▶ Quoted passage:
------------------------------------------------

Thundercat, aka Stephen Bruner, is at quite a pivotal moment in his solo career. After years of notable solo and collaboration work, he's grown a cult audience across the world, getting bigger and better with everything he's touched.
There has never been any doubt over his musical ability, ever since his wider introduction to the hip-hop/indie/electronic music conscious with his work on Erykah Badu's New Amerykah Parts One and Two and Flying Lotus' Cosmogramma, in 2008 and 2010 respectivelyt. Even his prior work in the jokey yet supremely talented pop-punk band Suicidal Tendencies throughout the Noughties wouldn't surprise anyone aware of his talents what he was capable of.
As a solo artist, however, it has been a slow build for Bruner. His first two solo albums The Golden Age of Apocalypse (2011) and Apocalypse (2013) saw Bruner unleash his psychedelic jazz stylings improve over the course of what could easily be conceived as a double album which got more confident as he progressed but not always so consistent. Both albums showed Bruner's potential and knack to blend a beautiful melody with his incredibly complex playing style without being overbearing, such as the still breathtaking 'Heartbreaks + Setbacks' from Apocalypse. Similarly, while his albums dealt with some personal anguish - the latter ends with a beautiful ode to his recently deceased friend and musical compadre, Austin Peralta - he also showed his keen sense for not always being deadly serious, allowing his dark sense of humour to prevail on tracks such as his disco-party jam 'Oh Sheit it's X'.

------------------------------------------------

▶ Your tasks:
1. In the piece on Thundercat, which song from Apocalypse is described as still breathtaking?
2. From the piece on Thundercat, reproduce the part that opens with the words containing "There has never" and closes with "was capable of.".
3. Carry on the piece about Thundercat's solo career, picking up right after its final sentence.

▶ Dataset extract:
------------------------------------------------

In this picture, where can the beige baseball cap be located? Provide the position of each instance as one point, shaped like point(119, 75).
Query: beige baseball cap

------------------------------------------------

▶ Final answers:
1. 'Heartbreaks + Setbacks'

2.
There has never been any doubt over his musical ability, ever since his wider introduction to the hip-hop/indie/electronic music conscious with his work on Erykah Badu's New Amerykah Parts One and Two and Flying Lotus' Cosmogramma, in 2008 and 2010 respectivelyt. Even his prior work in the jokey yet supremely talented pop-punk band Suicidal Tendencies throughout the Noughties wouldn't surprise anyone aware of his talents what he was capable of.

3.
However, in the interim, it seemed Bruner had got serious. 2014 onwards saw an incredible run of form for the enigmatic bassist, working on (in order): Flying Lotus - You're Dead!, Kamasi Washington - The Epic - and Kendrick Lamar's To Pimp a Butterfly for which he received a Grammy. Meanwhile, Thundercat released by far his most consistent and serious work, his 15-minute mini-album The Beyond / Where the Giants Roam working with Jazz legend Herbie Hancock in the process. As well as being a critical and artistic success, the record also scored Thundercat's biggest single to date 'Them Changes'.
So understandably, there is now some hype surrounding his first proper solo album in nearly four years. At first, Drunk is quite disorientating, given Bruner has very much reconnected with that sense of humour. When opening (and closing) segment 'Rabbot Ho' (later 'DUI') segues into the first proper song 'Captain Stupido' we get a picture going Bruner going through everyday, mundane life in a with a sense of "feeling weird" - with a title giving you everything you need to know. Then, before you can catch your breath, Bruner runs through Jazz-Fusion jam 'Uh Uh' on to Phil Spector-esque 60s Motown number 'Bus in These Streets' all in the space of the album's opening 6 minutes.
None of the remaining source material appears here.